> **Directions**
Retype the whole of the data exactly.

[Stored items from a collection]
>>>>

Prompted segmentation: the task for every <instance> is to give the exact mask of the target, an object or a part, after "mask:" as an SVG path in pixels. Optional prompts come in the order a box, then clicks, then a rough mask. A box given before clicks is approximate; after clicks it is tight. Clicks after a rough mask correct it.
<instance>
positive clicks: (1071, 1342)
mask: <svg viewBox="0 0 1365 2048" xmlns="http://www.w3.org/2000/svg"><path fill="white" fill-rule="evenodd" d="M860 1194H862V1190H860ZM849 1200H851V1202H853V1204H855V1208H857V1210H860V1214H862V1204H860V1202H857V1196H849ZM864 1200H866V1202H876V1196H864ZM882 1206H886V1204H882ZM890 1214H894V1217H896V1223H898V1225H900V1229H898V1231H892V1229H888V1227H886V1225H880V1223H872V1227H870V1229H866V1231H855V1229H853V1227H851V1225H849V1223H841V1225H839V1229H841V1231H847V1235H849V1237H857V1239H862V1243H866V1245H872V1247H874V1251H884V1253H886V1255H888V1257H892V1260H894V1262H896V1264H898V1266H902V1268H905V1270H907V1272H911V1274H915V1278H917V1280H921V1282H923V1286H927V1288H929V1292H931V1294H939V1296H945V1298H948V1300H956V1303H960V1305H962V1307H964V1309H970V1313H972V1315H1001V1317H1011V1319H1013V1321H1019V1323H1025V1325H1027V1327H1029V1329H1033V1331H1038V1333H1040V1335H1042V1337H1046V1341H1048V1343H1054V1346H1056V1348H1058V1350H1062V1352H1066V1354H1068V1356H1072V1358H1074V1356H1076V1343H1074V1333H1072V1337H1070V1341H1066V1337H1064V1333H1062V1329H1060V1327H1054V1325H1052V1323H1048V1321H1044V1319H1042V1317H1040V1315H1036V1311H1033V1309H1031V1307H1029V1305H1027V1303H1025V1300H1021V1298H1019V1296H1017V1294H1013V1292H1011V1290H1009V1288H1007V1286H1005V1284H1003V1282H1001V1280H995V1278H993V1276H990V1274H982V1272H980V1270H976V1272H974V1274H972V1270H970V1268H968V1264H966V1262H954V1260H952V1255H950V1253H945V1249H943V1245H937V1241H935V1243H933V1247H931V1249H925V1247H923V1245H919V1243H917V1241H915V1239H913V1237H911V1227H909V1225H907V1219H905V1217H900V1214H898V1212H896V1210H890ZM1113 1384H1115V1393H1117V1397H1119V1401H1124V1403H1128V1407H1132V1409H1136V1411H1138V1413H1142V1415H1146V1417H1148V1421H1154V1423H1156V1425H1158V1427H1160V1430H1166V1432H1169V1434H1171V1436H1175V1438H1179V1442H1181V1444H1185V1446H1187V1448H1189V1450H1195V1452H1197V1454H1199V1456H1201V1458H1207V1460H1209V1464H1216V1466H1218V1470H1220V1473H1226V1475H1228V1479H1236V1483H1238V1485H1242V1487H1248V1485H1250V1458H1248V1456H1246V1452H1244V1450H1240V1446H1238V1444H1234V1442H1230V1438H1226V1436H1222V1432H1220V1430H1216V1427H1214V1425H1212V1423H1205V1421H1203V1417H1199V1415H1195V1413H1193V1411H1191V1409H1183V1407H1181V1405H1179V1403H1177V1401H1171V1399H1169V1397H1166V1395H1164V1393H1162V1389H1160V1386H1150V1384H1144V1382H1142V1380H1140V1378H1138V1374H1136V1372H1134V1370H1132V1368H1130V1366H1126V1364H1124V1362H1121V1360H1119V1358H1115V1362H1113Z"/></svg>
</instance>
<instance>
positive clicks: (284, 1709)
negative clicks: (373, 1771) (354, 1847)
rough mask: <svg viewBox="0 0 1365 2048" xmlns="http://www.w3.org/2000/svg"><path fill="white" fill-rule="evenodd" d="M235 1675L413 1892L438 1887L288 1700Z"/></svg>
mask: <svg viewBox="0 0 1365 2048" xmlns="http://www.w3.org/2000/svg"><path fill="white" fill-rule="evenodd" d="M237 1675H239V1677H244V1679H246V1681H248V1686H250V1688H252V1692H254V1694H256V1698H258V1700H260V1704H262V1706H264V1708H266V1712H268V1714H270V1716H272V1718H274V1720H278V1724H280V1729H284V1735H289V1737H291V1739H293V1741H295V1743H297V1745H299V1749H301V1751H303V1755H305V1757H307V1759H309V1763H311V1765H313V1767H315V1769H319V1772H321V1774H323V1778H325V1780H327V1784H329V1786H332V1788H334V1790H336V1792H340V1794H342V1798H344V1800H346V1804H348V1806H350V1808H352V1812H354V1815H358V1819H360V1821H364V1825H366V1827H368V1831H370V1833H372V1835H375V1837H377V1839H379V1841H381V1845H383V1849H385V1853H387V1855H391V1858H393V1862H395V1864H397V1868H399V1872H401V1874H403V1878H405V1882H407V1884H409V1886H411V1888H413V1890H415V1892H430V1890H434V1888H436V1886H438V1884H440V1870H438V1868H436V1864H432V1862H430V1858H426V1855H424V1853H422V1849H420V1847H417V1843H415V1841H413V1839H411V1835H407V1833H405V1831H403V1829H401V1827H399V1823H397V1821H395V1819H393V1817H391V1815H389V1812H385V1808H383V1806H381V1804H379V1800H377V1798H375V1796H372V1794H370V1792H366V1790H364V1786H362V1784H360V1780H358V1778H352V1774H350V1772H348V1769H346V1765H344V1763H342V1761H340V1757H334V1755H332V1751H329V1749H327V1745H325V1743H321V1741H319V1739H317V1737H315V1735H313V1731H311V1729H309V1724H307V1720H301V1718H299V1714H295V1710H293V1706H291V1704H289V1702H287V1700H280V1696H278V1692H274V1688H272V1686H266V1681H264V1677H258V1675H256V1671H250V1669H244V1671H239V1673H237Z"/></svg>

<<<<

> **Result of the task**
Prompted segmentation: the task for every <instance> is to give the exact mask of the target, an object or a part, after "mask:" as an SVG path in pixels. Optional prompts come in the order a box, then clicks, then a rough mask. A box given before clicks is approximate; after clicks it is tight. Clicks after a rough mask correct it.
<instance>
positive clicks: (1071, 1342)
mask: <svg viewBox="0 0 1365 2048" xmlns="http://www.w3.org/2000/svg"><path fill="white" fill-rule="evenodd" d="M860 1194H862V1190H860ZM849 1200H851V1202H853V1204H855V1208H857V1210H860V1214H862V1204H860V1202H857V1196H849ZM864 1200H866V1202H876V1196H864ZM882 1206H886V1204H882ZM890 1214H894V1217H896V1223H898V1225H900V1229H898V1231H892V1229H888V1227H886V1225H880V1223H872V1227H870V1229H866V1231H855V1229H853V1227H851V1225H849V1223H841V1225H839V1229H841V1231H847V1235H849V1237H857V1239H862V1243H866V1245H872V1247H874V1251H884V1253H886V1255H888V1257H892V1260H894V1262H896V1264H898V1266H902V1268H905V1270H907V1272H911V1274H915V1278H917V1280H921V1282H923V1286H927V1288H929V1292H931V1294H939V1296H945V1298H948V1300H956V1303H960V1305H962V1307H964V1309H970V1313H972V1315H1001V1317H1011V1319H1013V1321H1019V1323H1025V1325H1027V1327H1029V1329H1033V1331H1038V1333H1040V1335H1042V1337H1046V1341H1048V1343H1054V1346H1056V1348H1058V1350H1062V1352H1066V1354H1068V1356H1072V1358H1074V1356H1076V1343H1074V1333H1072V1337H1070V1341H1066V1337H1064V1333H1062V1329H1060V1327H1054V1325H1052V1323H1048V1321H1044V1319H1042V1317H1040V1315H1036V1311H1033V1309H1031V1307H1029V1305H1027V1303H1025V1300H1021V1298H1019V1296H1017V1294H1013V1292H1011V1290H1009V1288H1007V1286H1005V1284H1003V1282H1001V1280H995V1278H993V1276H990V1274H982V1272H980V1270H976V1272H974V1274H972V1270H970V1268H968V1264H966V1262H954V1260H952V1255H950V1253H945V1249H943V1245H937V1241H935V1243H933V1247H931V1249H925V1247H923V1245H919V1243H917V1241H915V1239H913V1237H911V1227H909V1225H907V1219H905V1217H900V1214H898V1212H896V1210H890ZM1113 1384H1115V1393H1117V1397H1119V1401H1124V1403H1128V1407H1132V1409H1136V1411H1138V1413H1142V1415H1146V1417H1148V1421H1154V1423H1156V1425H1158V1427H1160V1430H1166V1432H1169V1434H1171V1436H1175V1438H1179V1442H1181V1444H1185V1446H1187V1448H1189V1450H1195V1452H1197V1454H1199V1456H1201V1458H1207V1460H1209V1464H1216V1466H1218V1470H1220V1473H1226V1475H1228V1479H1236V1483H1238V1485H1242V1487H1248V1485H1250V1458H1248V1456H1246V1452H1244V1450H1240V1446H1238V1444H1234V1442H1230V1438H1226V1436H1222V1432H1220V1430H1216V1427H1214V1425H1212V1423H1205V1421H1203V1417H1199V1415H1195V1413H1193V1411H1191V1409H1183V1407H1181V1405H1179V1403H1177V1401H1171V1399H1169V1397H1166V1395H1164V1393H1162V1389H1160V1386H1150V1384H1144V1382H1142V1380H1140V1378H1138V1374H1136V1372H1134V1370H1132V1368H1130V1366H1126V1364H1124V1362H1121V1360H1119V1358H1115V1362H1113Z"/></svg>
</instance>
<instance>
positive clicks: (284, 1709)
negative clicks: (373, 1771) (354, 1847)
rough mask: <svg viewBox="0 0 1365 2048" xmlns="http://www.w3.org/2000/svg"><path fill="white" fill-rule="evenodd" d="M235 1675L413 1892L438 1887L288 1700Z"/></svg>
mask: <svg viewBox="0 0 1365 2048" xmlns="http://www.w3.org/2000/svg"><path fill="white" fill-rule="evenodd" d="M237 1675H239V1677H244V1679H246V1681H248V1686H250V1688H252V1692H254V1694H256V1698H258V1700H260V1704H262V1706H264V1708H266V1712H268V1714H270V1716H272V1718H274V1720H278V1724H280V1729H284V1735H289V1737H291V1739H293V1741H295V1743H297V1745H299V1749H301V1751H303V1755H305V1757H307V1759H309V1763H311V1765H313V1767H315V1769H319V1772H321V1774H323V1778H325V1780H327V1784H329V1786H332V1788H334V1790H336V1792H340V1794H342V1798H344V1800H346V1804H348V1806H350V1808H352V1812H354V1815H358V1819H360V1821H364V1825H366V1827H368V1831H370V1833H372V1835H375V1837H377V1839H379V1841H381V1845H383V1849H385V1853H387V1855H391V1858H393V1862H395V1864H397V1868H399V1872H401V1874H403V1878H405V1882H407V1884H409V1886H411V1888H413V1890H415V1892H430V1890H434V1888H436V1886H438V1884H440V1870H438V1868H436V1864H432V1862H430V1858H426V1855H424V1853H422V1849H420V1847H417V1843H415V1841H413V1839H411V1835H407V1833H405V1831H403V1829H401V1827H399V1823H397V1821H395V1819H393V1817H391V1815H389V1812H385V1808H383V1806H381V1804H379V1800H377V1798H375V1796H372V1794H370V1792H366V1790H364V1786H362V1784H360V1780H358V1778H352V1774H350V1772H348V1769H346V1765H344V1763H342V1761H340V1757H334V1755H332V1751H329V1749H327V1745H325V1743H321V1741H319V1739H317V1737H315V1735H313V1731H311V1729H309V1724H307V1720H301V1718H299V1714H295V1710H293V1706H291V1704H289V1702H287V1700H280V1696H278V1692H274V1688H272V1686H266V1681H264V1677H258V1675H256V1671H250V1669H244V1671H239V1673H237Z"/></svg>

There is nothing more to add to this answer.